Tasks for this exercise:
• a. Answer each question from the passage on Richard Leake.
(i) In what town and year was Richard Leake born?
(ii) To what post was Leake appointed at the Restoration?
(iii) With how many vessels was the Princess engaged in the North Sea on 20 April 1667?
• b. Carry on the passage on Richard Leake, picking up after its final sentence.

Reading passage:
━━━━━━━━

Richard Leake, son of Richard Leake, was born at Harwich in 1629. According to Martin Leake's biography of Sir John Leake, he served under his father in the Navy under the Parliament, but being a Royalist at heart took an opportunity of deserting and entered the King's service. His Majesty's affairs proving very unfortunate, more especially by sea, he went to Holland and served in the Dutch army. It does not, however, appear that the elder Leake commanded a state's ship, and the only service of the King at sea that the lad can have entered was the semi-piratical squadron under Prince Rupert. After being some time in Holland he was able to return to England, and commanded a merchant ship in several voyages to the Mediterranean. At the Restoration he was appointed gunner of the Princess, and in her fought in many severe actions during the Second Dutch War. In one, in the North Sea, on 20 April 1667, the Princess was engaged with seventeen vessels, apparently Rotterdam privateers, and though hard pressed succeeded in beating them off. She then went to Gottenburg, and in the return voyage was attacked by two Danish ships on 17 May. The captain and master were killed, the lieutenant was badly wounded, and the command devolved on Leake, who after a stubborn fight beat them off and brought the ship safely to the Thames. He was given 30l., and by warrant, 13 August 1667, was appointed "one of his majesty's gunners within the Tower of London, in consideration of his good and faithful service to his majesty during the war with the French, Danes, and Dutch".

━━━━━━━━

Records shown:

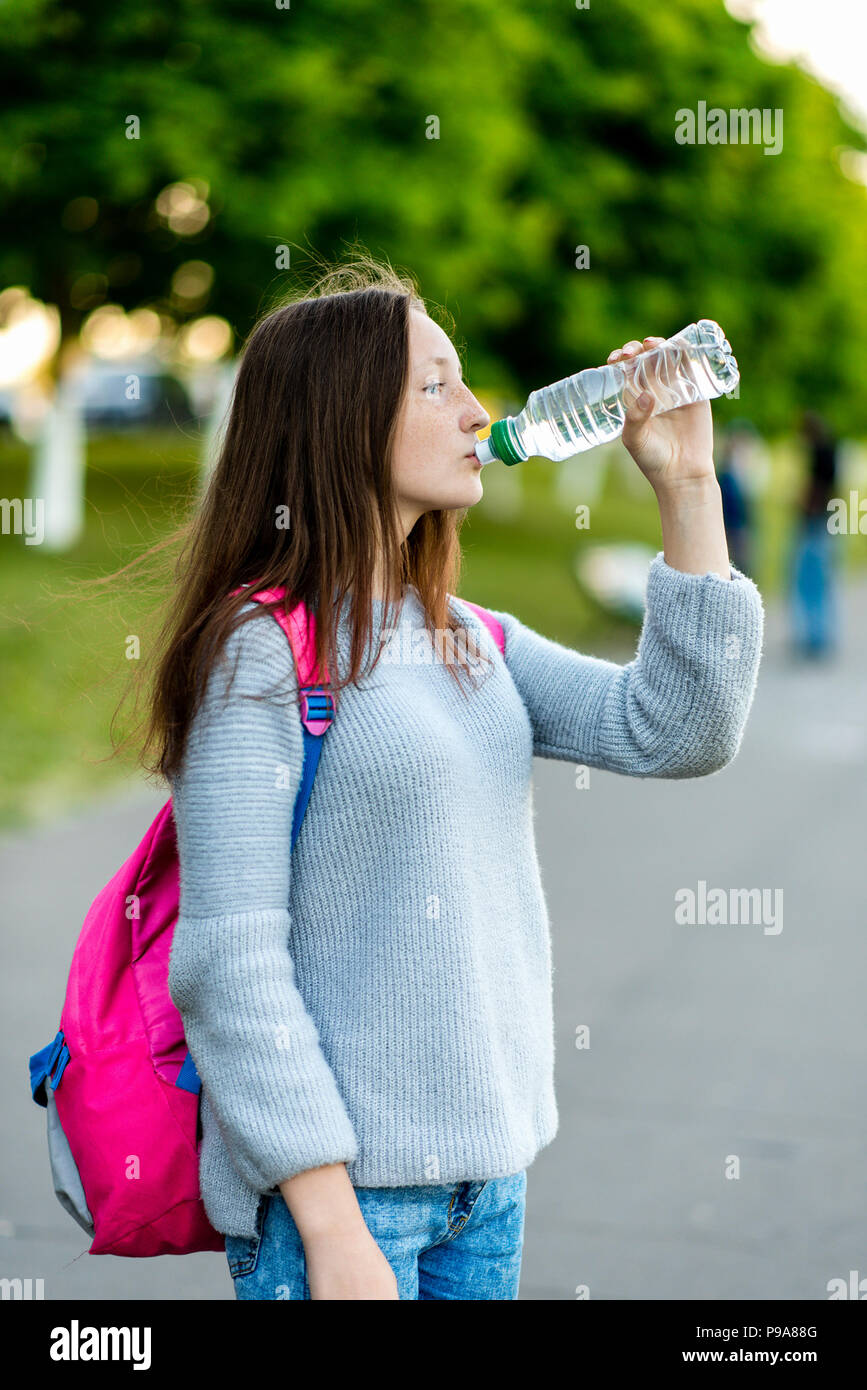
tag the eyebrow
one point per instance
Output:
(442, 362)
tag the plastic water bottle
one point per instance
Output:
(589, 407)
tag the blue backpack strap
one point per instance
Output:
(318, 712)
(52, 1058)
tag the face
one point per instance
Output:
(435, 428)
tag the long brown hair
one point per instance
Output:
(307, 442)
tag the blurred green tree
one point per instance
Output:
(477, 142)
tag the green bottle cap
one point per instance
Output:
(500, 442)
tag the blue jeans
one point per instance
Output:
(463, 1240)
(813, 569)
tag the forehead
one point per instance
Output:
(428, 342)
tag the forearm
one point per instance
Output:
(323, 1204)
(694, 534)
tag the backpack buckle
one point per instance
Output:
(317, 708)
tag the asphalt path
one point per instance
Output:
(713, 1134)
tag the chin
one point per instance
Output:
(467, 495)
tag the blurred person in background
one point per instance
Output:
(734, 471)
(814, 617)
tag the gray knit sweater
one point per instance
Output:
(382, 995)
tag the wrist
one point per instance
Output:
(689, 492)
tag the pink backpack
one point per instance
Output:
(118, 1082)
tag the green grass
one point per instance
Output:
(64, 663)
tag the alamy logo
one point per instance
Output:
(22, 516)
(730, 906)
(735, 127)
(21, 1289)
(77, 1343)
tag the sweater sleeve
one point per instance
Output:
(678, 709)
(231, 973)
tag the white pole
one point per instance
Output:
(59, 471)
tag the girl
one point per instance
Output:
(371, 1014)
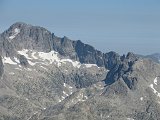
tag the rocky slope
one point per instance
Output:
(45, 77)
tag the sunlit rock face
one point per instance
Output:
(45, 77)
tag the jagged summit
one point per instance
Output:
(44, 77)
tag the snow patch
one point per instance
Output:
(141, 98)
(8, 61)
(154, 90)
(11, 73)
(90, 65)
(155, 81)
(49, 58)
(16, 32)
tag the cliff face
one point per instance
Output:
(47, 77)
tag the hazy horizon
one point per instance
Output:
(120, 26)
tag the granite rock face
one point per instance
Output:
(45, 77)
(1, 67)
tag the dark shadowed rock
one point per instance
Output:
(1, 67)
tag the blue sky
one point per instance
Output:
(108, 25)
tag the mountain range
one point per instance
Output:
(45, 77)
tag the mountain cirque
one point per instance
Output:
(45, 77)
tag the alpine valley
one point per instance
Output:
(45, 77)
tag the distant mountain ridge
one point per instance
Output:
(46, 77)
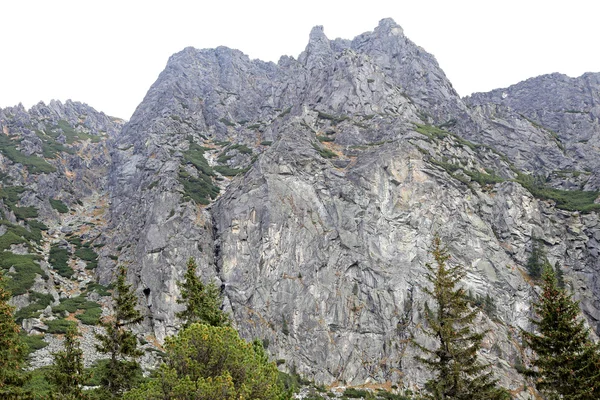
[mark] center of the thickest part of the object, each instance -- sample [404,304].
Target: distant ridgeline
[310,190]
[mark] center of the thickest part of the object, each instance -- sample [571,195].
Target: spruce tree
[68,375]
[202,301]
[458,375]
[12,351]
[121,371]
[566,364]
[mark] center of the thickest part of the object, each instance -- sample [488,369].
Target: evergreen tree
[202,302]
[212,363]
[68,375]
[12,351]
[122,370]
[566,362]
[458,375]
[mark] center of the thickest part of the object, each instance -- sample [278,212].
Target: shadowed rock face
[311,189]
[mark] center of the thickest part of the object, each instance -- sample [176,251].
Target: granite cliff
[310,190]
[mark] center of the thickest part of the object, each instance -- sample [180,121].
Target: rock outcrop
[310,190]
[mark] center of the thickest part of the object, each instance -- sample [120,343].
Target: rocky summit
[310,191]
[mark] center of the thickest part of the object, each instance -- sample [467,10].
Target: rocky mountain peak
[310,191]
[388,26]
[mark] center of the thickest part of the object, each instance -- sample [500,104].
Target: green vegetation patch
[39,301]
[34,164]
[59,260]
[91,316]
[59,325]
[16,234]
[26,268]
[59,206]
[88,255]
[33,342]
[570,200]
[73,304]
[98,288]
[227,171]
[199,189]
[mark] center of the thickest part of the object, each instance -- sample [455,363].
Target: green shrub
[23,213]
[33,342]
[91,316]
[8,239]
[59,259]
[73,304]
[89,256]
[198,189]
[227,171]
[59,206]
[98,288]
[38,385]
[571,200]
[59,325]
[26,268]
[354,393]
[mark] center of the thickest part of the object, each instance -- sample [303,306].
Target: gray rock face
[565,110]
[310,190]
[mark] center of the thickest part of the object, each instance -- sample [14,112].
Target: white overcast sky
[108,53]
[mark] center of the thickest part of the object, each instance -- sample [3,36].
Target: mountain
[310,190]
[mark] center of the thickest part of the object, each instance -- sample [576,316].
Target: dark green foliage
[12,350]
[33,342]
[16,231]
[60,325]
[325,138]
[38,385]
[91,316]
[457,372]
[354,393]
[98,288]
[566,362]
[227,171]
[24,213]
[208,362]
[34,164]
[202,301]
[59,260]
[227,122]
[67,374]
[195,156]
[571,200]
[59,206]
[89,256]
[26,268]
[38,301]
[199,189]
[9,238]
[119,343]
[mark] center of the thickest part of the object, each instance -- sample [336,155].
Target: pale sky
[108,53]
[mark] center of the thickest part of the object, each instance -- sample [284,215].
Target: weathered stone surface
[332,183]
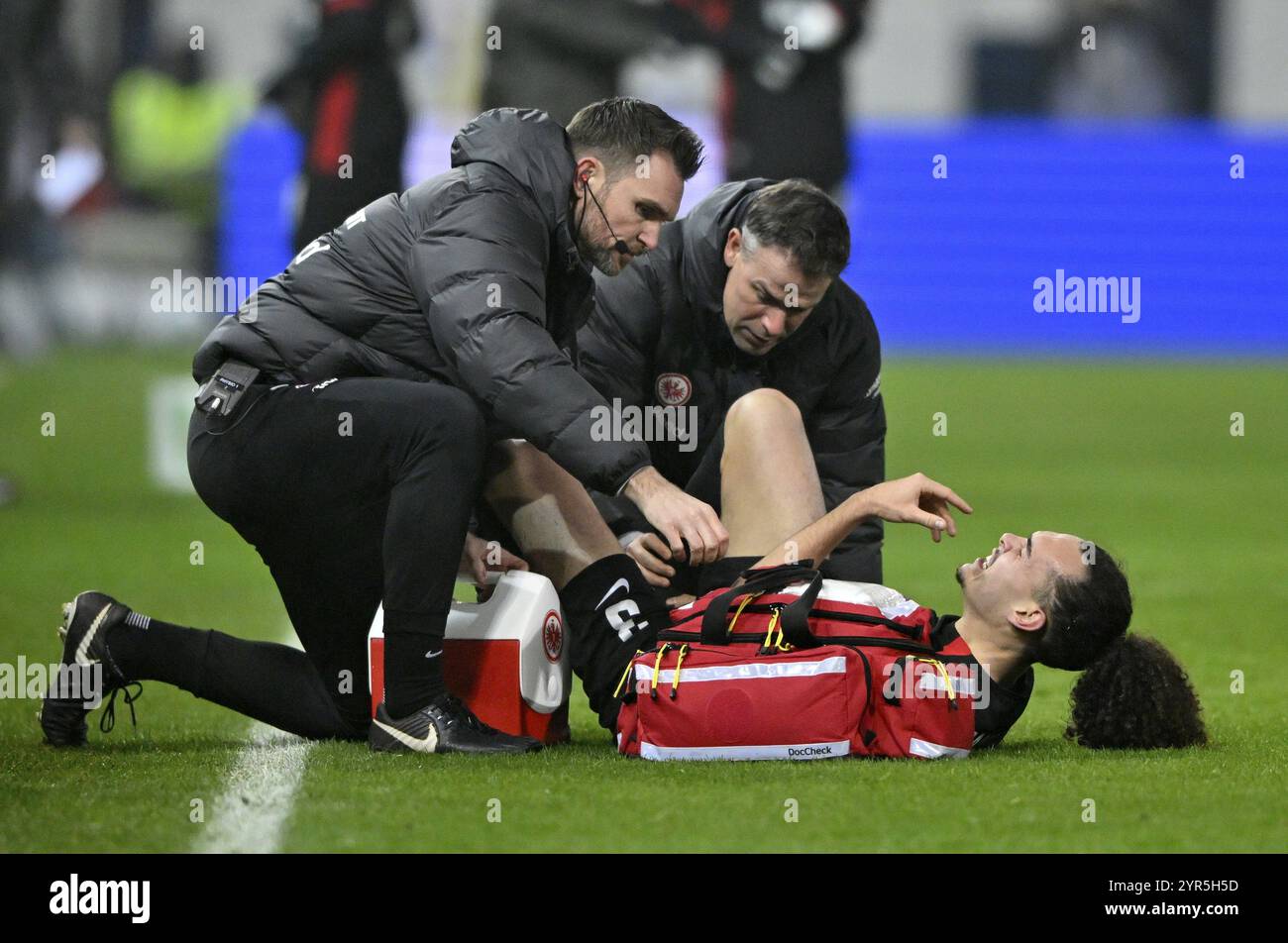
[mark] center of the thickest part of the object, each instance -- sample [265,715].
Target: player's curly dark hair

━━━━━━━━

Task-by-task results:
• a.
(i) Harwich, in 1629.
(ii) Gunner of the Princess.
(iii) Seventeen.

• b.
In May 1669 he was promoted to be gunner of the Royal Prince, a first rate, which carried the flag of Sir Edward Spragge in the battle with the Dutch of 10 August 1673. The Royal Prince was dismasted; many of her guns were dismounted; some four hundred of her men were killed or wounded; Spragge had shifted his flag to the St. George; and a large Dutch ship with two fireships bore down on her, making certain of capturing or of burning her. It is said that Rooke (afterwards Sir George), her first lieutenant and commander, judging further defence impossible, ordered the colours to be struck, and that Leake countermanding the order, and sending Rooke off the quarterdeck, took the command on himself, saying, "The Royal Prince shall never be given up while I am alive to defend her". His two sons, Henry and John, gallantly supported him; the men recovered from their panic; the fireships were sunk, the man-of-war beaten off, and the Royal Prince brought to Chatham, but Henry Leake, the eldest son, was killed. The story is probably founded on fact, but is certainly much exaggerated.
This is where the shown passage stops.